Exercise objective
Write the entries below as a two-column CSV with the header names "instruction" and "answer". Give one row per entry, with its text in the first column and its answer in the second. Put each field in double quotes and replace its line breaks with spaces.

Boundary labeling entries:
★ ★ ★ ★
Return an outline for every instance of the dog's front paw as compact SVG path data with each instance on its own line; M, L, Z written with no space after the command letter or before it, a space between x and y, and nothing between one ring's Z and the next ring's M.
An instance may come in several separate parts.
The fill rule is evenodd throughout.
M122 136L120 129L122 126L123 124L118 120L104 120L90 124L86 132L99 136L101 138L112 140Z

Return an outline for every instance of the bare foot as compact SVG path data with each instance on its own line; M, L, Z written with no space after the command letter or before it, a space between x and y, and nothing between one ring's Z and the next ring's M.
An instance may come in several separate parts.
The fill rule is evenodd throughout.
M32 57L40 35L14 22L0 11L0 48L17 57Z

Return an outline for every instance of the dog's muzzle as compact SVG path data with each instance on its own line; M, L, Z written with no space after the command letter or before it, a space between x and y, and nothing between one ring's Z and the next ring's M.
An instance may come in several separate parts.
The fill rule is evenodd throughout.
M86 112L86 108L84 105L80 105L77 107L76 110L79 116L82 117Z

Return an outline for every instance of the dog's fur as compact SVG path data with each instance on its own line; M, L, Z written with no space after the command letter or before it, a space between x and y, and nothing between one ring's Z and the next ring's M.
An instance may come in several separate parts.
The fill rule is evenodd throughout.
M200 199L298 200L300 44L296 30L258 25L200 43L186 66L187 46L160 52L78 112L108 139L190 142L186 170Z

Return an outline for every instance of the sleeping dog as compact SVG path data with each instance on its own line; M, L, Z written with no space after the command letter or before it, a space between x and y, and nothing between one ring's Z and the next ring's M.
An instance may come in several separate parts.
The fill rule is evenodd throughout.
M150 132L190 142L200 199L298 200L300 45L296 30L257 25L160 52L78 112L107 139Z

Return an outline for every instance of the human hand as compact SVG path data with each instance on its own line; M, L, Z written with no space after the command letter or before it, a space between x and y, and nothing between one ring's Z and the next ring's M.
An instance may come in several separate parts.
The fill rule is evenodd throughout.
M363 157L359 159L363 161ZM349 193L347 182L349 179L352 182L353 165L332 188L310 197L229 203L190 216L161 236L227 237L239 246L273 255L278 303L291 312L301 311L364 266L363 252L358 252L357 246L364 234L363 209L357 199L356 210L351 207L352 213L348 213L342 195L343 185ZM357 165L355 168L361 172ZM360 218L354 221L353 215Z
★ ★ ★ ★
Exercise output
instruction,answer
"Return an outline for every instance of the dog's front paw as compact SVG path data with each instance on its own line; M, L, Z written with no space after the command letter or before it, a space between x and y, and nothing between one ring's Z and the next ring's M. An instance may come in several separate parts. The fill rule is evenodd throughout.","M122 136L120 129L122 126L123 124L118 120L104 120L90 124L86 132L99 136L101 138L112 140Z"
"Return an outline for every instance of the bare foot as compact SVG path data with each instance on its own line; M, L, Z written with no space after the command letter or before it, a space between x and y, and nothing between one ring's Z and the next ring's M. An instance may come in several separate parts. The fill rule is evenodd throughout.","M32 57L40 35L14 22L0 11L0 48L17 57Z"
"Return an outline for every instance of the dog's muzzle as compact SVG path data with each instance on its own line; M, L, Z written with no space after the command letter or before it, a space between x and y, and nothing between one ring's Z and the next ring's M. An instance may come in several separate parts. The fill rule is evenodd throughout.","M86 112L86 108L84 105L80 105L77 107L76 110L79 116L82 117Z"
"Return an outline for every instance of the dog's fur as compact SVG path data with each instance on its own line; M, L, Z written with no space after the command letter or before it, a space between x and y, and nothing between one ring's Z and the next ring's M. An instance may come in several separate parts. The fill rule is evenodd throughout.","M200 199L298 200L300 44L296 30L258 25L200 43L186 66L187 46L160 52L78 112L108 139L190 142L186 170Z"
"Return an outline for every instance of the sleeping dog as compact SVG path data with each instance on its own line; M, L, Z written with no space after the command letter or before it, a space between x and y, and nothing between one ring's Z and the next ring's M. An instance may come in several separate parts. The fill rule is evenodd throughout.","M150 132L190 142L200 199L298 200L300 45L296 30L257 25L160 52L78 112L107 139Z"
"Return an outline for every instance of the human hand as compact SVG path data with each instance on its own line; M, L, Z written with no space after the command letter or before it, a space between x and y, and nothing between one ring's Z and the next ring's M. An instance may come in several separate parts. The fill rule is evenodd throughout.","M363 157L359 159L363 161ZM349 193L347 182L349 179L352 182L353 165L332 188L310 197L229 203L190 216L161 236L227 237L239 246L273 255L278 303L291 312L301 311L364 266L363 252L358 252L357 246L364 234L363 209L357 199L356 210L351 207L352 213L348 213L342 195L343 185ZM357 165L355 168L361 172ZM360 218L354 221L353 215Z"